As a result of intubation for several weeks early in his life, an infant developed subglottic stenosis and required a chronic tracheostomy to bypass the airway obstruction.
When the baby was 18 months old, his parents sought a surgeon who could help open the blockage, which would allow the tracheostomy to be removed permanently so that their child could live a normal life, free of the tracheostomy tube and associated risks and limitations on his activities.
The parents consulted with Jeffrey Cheng, MD, a Duke pediatric otolaryngologist who specializes in treating airway stenosis—one of the most complex and difficult challenges facing pediatric otolaryngologists.
Upon examining and evaluating the patient, Cheng determined that removing the tracheostomy would be possible but would require a complex surgical approach. “The baby had significant scarring in the area below his vocal cords,” says Cheng. “He needed a permanent surgical solution that would give him an adequate airway and hopefully allow for decannulation.”
——————————
Continue the account of the infant with subglottic stenosis, starting after its last sentence.

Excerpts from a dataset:
——————————
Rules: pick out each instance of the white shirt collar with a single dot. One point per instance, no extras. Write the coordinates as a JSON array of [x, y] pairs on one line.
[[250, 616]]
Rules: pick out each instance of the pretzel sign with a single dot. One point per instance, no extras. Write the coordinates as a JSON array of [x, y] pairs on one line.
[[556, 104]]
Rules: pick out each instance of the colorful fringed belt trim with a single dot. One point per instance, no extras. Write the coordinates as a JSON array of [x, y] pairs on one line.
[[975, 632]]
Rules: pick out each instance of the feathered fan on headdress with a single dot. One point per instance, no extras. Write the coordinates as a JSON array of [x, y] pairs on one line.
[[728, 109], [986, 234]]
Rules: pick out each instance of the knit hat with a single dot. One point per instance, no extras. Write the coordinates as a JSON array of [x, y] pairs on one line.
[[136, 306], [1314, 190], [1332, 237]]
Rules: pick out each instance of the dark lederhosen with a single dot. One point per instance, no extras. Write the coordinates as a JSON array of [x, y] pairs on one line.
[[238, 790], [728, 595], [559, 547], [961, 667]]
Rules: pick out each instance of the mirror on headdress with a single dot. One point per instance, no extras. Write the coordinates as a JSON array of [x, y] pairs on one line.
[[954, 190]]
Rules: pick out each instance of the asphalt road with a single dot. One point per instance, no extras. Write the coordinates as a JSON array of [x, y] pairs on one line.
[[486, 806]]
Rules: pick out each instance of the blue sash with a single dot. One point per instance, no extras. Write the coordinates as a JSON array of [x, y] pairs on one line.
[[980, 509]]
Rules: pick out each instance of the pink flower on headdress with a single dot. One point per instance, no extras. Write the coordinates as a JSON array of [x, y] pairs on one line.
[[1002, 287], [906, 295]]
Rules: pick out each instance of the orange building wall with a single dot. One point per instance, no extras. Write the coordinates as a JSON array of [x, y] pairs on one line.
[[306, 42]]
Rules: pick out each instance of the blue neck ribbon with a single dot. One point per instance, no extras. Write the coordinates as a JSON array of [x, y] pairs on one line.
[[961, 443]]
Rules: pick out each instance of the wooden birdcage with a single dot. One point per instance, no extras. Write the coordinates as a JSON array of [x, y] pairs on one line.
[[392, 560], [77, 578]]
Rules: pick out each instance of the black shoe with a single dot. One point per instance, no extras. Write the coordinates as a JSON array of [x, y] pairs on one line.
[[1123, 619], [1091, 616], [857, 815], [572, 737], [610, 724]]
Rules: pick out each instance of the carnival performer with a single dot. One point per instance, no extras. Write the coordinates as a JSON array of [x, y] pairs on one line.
——————————
[Answer space]
Question: How was Cheng able to successfully clear the airway obstruction so that the patient could be decannulated?
Answer: Cheng performed open laryngotracheal reconstruction, opening the neck to expose the airway then expanding the narrowed portion of the subglottic airway by using the child’s rib cartilage as grafts to expand the anterior and posterior area of the cricoid cartilage. He used a temporary breathing tube to hold the grafts in place and help heal and strengthen the area, and was able to successfully decannulate the patient.
The baby spent a week in the hospital postoperatively while Cheng performed a series of endoscopies to monitor the healing process. Now a healthy 2-year-old toddler, the patient has healed completely and is breathing comfortably without the tracheostomy.
Cheng is one of only a few surgeons in North Carolina with experience performing this type of complex airway reconstruction surgery on very young children and is a leading researcher in pediatric airway conditions, treatments, and risk factors. In a recent research study, he led a team that investigated predictors of adverse events for children undergoing laryngeal or tracheal dilation without prior tracheostomy placement.
Cheng is also currently working on innovative ways to treat airway stenosis in children. This research will allow otolaryngologists to identify areas for quality improvement of treatments and reductions in clinical risk factors that lead to complications following treatment, to help ensure the best clinical outcomes for children with airway stenosis.